[Opening Extract to read section]

HERMOSILLO, Mexico - Mexican officials said Friday there is no doubt that a teenager involved in a shooting with U.S. Border Patrol agents in Arizona died from a gunshot wound.

The government of the Mexican border city of Nogales initially said Ramses Barron Torres, 17, was killed when he fell off the border fence and hit his head on a rock as he tried to climb back to the Mexican side, and that he had been throwing rocks at the U.S. agents.

But city spokesman Alejandro Palacios said that explanation was based on erroneous information, and an autopsy shows Barron was killed by a gunfire.

The autopsy determined a bullet went through Barron's right arm, entered his chest and punctured a lung, according to a statement from state police in Sonora, where Nogales is located.

The body had numerous scrapes and bruises — apparently from falling onto a gravel pile on the Mexican side — but they were found not to be the cause of death.

"State forensic experts determined that he died from a gunshot wound, and that's what happened," Palacios told The Associated Press.

What exactly prompted the shooting remains unclear.

Border Patrol spokesman Eric Cantu said an agent who fired a gun during the incident has been placed on leave. He declined to provide any other details or say whether Barron had thrown rocks.

"That's not our place to confirm this," Cantu said, noting the investigation has been turned over the FBI.

FBI spokesman Manuel Johnson declined to give details of that agency's investigation. "We are not releasing anything at this point," Johnson said.

Sonoran police said Barron's three companions left his body outside the emergency room of the General Hospital in Nogales on the Mexico side of the border at around 3 a.m. and then left in a vehicle with tinted windows.

Before the unidentified companions left, they told hospital guards that Barron had been climbing a border wall when a Border Patrol agent fired a single shot that hit the teen.

[Closing Extract to read section]

§ Work request 1
According to the news report on the Nogales shooting, who has taken over the investigation?
§ Work request 2
Go on with the news report on the Nogales shooting, starting after its last sentence.
The listing after the news report on the Nogales shooting is separate material, unrelated to the report.

[Opening Data for review section]

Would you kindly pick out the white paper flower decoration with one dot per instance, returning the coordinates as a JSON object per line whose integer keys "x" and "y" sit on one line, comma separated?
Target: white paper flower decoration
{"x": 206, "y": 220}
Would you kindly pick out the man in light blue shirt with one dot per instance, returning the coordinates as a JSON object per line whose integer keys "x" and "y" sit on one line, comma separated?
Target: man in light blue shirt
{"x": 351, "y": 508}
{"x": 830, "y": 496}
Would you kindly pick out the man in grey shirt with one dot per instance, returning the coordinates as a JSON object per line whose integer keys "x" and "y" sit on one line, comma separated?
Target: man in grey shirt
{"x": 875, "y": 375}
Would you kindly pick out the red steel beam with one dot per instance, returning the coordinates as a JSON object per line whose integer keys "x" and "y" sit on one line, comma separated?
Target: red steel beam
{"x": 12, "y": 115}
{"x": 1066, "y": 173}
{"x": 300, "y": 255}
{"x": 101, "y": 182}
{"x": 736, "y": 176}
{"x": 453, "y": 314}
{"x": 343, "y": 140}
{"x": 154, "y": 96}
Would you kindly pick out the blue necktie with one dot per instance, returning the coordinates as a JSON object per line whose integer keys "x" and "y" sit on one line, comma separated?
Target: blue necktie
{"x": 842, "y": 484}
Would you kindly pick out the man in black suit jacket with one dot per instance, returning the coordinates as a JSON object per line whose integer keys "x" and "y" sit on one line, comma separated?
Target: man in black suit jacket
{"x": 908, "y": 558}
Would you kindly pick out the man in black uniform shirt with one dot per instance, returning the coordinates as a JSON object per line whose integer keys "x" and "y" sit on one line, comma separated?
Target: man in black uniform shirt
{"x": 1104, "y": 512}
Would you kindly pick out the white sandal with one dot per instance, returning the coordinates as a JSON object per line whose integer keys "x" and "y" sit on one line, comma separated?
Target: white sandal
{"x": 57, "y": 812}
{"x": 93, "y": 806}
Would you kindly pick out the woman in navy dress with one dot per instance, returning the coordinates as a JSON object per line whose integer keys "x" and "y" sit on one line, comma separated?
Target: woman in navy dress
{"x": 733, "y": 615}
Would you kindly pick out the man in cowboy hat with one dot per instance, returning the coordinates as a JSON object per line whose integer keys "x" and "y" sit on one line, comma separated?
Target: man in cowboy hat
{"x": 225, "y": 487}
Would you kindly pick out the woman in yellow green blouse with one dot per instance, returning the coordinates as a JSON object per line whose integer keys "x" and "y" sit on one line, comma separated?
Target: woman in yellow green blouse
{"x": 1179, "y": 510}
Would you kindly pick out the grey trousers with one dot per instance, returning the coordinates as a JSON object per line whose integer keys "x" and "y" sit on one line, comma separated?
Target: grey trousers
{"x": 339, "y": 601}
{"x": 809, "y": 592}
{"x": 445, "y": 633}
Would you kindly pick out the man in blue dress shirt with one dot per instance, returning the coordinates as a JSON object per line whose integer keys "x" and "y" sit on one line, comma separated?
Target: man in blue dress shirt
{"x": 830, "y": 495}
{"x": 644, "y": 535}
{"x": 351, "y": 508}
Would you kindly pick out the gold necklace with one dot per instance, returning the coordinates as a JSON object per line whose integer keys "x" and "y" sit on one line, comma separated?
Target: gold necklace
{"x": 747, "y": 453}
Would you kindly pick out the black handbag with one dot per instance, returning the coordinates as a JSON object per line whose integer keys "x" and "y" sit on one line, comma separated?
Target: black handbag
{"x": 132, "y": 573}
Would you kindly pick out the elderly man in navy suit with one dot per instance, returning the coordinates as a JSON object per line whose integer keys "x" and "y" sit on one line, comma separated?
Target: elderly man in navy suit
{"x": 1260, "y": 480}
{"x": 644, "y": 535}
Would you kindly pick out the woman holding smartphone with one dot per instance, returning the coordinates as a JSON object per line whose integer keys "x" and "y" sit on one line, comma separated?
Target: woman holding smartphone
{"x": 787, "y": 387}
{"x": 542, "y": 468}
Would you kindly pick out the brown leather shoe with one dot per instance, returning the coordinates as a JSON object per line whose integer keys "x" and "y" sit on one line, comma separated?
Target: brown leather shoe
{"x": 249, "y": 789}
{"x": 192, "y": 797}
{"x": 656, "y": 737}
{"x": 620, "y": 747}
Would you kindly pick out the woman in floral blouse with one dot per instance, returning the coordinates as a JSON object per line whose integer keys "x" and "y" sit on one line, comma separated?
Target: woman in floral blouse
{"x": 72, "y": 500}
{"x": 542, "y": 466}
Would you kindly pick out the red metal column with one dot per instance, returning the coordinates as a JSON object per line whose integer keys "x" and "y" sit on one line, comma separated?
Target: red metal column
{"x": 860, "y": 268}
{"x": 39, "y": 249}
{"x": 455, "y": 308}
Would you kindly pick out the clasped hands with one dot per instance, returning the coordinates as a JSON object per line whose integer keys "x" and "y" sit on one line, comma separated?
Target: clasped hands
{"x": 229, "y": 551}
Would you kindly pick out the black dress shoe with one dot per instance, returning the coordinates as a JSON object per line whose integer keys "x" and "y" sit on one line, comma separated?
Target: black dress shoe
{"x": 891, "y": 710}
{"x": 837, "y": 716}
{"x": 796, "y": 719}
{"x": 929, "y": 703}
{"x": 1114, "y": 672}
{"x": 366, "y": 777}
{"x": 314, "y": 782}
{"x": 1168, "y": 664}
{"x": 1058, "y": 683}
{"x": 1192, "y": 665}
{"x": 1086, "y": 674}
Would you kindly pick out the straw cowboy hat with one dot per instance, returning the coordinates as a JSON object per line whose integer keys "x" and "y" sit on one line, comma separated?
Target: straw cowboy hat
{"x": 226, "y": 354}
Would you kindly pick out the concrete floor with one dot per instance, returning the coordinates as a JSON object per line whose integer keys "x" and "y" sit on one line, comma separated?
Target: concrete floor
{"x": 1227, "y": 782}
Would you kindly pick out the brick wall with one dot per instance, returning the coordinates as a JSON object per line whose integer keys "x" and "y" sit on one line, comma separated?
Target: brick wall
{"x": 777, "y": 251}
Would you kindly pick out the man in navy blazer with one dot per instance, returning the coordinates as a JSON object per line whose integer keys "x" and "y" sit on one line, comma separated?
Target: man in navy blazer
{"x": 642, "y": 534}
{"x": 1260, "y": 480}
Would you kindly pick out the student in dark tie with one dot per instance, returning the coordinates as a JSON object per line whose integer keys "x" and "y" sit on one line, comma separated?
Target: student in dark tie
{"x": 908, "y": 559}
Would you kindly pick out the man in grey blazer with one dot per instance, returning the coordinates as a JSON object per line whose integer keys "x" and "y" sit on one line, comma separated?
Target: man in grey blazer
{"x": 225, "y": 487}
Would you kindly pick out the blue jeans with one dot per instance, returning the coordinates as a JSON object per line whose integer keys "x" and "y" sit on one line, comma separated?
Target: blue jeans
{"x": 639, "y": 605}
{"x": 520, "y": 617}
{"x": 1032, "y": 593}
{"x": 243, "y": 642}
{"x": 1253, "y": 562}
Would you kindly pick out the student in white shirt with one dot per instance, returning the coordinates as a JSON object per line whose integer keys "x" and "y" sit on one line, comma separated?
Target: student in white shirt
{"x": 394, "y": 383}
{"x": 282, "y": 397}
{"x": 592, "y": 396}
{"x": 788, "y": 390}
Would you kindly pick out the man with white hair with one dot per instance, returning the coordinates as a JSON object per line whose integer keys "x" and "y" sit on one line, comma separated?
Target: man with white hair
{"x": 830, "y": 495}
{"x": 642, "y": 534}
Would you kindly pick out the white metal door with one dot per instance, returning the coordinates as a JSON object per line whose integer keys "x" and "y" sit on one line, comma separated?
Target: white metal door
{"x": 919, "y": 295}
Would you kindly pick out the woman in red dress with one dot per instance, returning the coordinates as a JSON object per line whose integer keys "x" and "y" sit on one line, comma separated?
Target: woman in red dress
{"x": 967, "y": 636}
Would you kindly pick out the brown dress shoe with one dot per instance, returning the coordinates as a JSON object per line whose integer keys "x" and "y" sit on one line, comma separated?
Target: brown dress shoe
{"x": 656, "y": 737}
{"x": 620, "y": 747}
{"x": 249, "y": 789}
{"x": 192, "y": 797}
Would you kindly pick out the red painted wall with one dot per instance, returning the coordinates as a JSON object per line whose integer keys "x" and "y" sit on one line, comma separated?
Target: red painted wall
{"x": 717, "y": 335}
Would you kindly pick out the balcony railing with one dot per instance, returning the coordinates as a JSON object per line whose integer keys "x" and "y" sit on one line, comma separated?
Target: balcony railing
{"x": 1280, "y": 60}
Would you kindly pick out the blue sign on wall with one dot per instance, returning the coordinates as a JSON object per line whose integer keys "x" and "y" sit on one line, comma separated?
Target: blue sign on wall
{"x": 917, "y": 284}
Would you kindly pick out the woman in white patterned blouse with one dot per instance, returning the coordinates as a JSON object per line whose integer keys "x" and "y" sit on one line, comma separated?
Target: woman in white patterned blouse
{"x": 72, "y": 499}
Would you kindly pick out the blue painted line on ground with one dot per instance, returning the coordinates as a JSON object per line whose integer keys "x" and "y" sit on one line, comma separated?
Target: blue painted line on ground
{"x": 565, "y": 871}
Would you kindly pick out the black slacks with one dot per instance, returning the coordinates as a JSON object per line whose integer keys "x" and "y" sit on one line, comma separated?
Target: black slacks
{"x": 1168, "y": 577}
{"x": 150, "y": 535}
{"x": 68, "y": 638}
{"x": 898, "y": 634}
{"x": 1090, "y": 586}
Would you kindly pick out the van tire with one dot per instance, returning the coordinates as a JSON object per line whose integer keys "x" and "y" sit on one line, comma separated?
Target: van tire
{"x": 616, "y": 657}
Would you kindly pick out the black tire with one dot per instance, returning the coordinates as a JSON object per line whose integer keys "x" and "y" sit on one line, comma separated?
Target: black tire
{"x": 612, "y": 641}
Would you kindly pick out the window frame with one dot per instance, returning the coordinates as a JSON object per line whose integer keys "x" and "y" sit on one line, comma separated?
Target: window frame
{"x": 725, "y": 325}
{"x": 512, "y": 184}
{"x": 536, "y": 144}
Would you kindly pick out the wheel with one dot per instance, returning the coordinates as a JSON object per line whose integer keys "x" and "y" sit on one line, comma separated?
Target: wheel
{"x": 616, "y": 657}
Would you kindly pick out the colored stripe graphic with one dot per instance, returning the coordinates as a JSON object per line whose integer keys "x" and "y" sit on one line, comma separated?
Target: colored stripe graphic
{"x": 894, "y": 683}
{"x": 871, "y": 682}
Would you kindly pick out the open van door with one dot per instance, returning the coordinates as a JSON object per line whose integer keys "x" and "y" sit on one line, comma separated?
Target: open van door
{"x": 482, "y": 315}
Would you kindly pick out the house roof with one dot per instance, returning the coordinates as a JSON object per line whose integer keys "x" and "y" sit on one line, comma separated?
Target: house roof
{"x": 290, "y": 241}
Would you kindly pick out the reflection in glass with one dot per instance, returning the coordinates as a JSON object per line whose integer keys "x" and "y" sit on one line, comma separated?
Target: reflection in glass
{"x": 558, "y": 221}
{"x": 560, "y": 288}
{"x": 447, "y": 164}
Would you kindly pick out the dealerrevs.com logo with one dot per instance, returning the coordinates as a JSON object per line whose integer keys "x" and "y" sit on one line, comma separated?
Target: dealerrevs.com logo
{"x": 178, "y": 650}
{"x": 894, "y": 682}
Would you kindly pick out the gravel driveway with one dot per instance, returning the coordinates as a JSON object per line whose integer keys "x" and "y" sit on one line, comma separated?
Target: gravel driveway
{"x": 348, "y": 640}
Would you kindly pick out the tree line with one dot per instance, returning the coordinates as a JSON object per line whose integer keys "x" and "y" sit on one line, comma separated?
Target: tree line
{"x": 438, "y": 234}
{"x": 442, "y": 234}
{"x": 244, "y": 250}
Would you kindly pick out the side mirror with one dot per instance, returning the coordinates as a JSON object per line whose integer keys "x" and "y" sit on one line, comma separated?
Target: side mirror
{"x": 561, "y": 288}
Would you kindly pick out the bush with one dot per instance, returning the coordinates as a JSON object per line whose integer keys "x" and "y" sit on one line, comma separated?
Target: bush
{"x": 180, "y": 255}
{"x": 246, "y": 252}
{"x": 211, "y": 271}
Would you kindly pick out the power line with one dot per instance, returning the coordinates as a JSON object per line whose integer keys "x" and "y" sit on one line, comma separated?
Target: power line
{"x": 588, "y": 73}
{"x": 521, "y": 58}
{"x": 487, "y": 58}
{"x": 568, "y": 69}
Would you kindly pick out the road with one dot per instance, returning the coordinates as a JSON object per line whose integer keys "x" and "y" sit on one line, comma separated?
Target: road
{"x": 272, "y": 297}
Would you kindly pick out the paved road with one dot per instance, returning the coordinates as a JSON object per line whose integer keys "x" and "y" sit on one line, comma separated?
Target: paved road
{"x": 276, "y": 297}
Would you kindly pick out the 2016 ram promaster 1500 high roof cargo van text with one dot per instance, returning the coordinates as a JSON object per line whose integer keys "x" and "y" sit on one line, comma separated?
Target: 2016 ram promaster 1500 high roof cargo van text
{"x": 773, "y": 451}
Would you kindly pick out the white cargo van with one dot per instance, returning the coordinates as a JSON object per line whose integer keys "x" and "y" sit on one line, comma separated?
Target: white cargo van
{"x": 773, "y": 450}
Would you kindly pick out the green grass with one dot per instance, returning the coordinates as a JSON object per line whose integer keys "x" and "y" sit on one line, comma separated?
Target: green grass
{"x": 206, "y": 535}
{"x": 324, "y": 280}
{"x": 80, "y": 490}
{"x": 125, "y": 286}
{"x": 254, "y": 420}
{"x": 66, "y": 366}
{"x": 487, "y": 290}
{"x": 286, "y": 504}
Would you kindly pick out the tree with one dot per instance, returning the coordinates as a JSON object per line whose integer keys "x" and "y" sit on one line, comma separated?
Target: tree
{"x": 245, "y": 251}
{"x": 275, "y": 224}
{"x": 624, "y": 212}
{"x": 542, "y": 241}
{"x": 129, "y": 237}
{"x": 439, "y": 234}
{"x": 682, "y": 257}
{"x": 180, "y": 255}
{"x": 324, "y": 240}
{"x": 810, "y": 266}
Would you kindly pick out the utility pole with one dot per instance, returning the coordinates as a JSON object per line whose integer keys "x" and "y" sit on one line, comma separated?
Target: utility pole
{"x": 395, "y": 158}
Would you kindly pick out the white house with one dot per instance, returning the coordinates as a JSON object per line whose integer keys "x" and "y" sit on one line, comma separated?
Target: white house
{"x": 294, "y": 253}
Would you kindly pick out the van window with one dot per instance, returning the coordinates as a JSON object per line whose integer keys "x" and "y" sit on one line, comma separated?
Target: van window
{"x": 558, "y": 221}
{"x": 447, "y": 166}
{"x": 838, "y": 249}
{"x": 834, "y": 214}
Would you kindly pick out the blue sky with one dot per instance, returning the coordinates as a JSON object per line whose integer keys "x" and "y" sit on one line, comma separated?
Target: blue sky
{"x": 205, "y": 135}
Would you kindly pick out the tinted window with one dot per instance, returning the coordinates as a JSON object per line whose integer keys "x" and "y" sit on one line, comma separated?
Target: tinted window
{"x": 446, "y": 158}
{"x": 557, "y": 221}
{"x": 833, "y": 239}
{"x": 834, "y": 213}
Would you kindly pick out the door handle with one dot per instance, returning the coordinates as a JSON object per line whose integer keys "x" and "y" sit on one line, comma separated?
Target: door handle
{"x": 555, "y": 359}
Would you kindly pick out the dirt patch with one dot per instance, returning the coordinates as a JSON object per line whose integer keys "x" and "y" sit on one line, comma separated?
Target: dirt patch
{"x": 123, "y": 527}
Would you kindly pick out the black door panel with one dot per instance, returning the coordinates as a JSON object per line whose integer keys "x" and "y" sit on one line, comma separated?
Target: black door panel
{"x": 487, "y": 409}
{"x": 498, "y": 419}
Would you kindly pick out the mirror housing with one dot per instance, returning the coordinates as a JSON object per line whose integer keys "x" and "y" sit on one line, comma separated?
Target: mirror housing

[Closing Data for review section]

§ Exercise result 1
The FBI.

§ Exercise result 2
One of Barron's companions told police that the youths crossed into Nogales, Arizona, to visit a girlfriend and were warned to stop by Border Patrol agents, according to a high-ranking Sonora state official, who spoke on condition of anonymity in exchange for revealing details about the sensitive investigation.

The companion said the youths fled back to the Mexican side and Barron was the first to climb over the fence, the official said.

The witness claimed that it was only after Barron reached the Mexican side that he started throwing rocks over the fence, the officials said. A gunshot rang out and Barron yelled, "I've been hit, I've been hit!" according to the witness account.

The official said surveillance cameras captured the incident but it was too far away and the images were too blurry to confirm the witness's story.

It was the latest in a series of shootings this year that have raised tensions along the Mexico-U.S. border.

In June, a Border Patrol agent fatally shot a 15-year-old Mexican boy after authorities said a group trying to illegally enter Texas threw rocks at officers in El Paso, across the border from Ciudad Juarez, Mexico. That boy also died on the Mexican side of the border.

In September, Border Patrol agents fired gunshots into Mexico after coming under attack during a half-ton drug bust and giving chase to a truck along the Rio Grande. Border Patrol officials said the agents came under gunfire from the Mexican side.

Last month, Border Patrol agent Brian A. Terry was killed in a shootout between agents and border bandits about 13 miles north of the border near Nogales.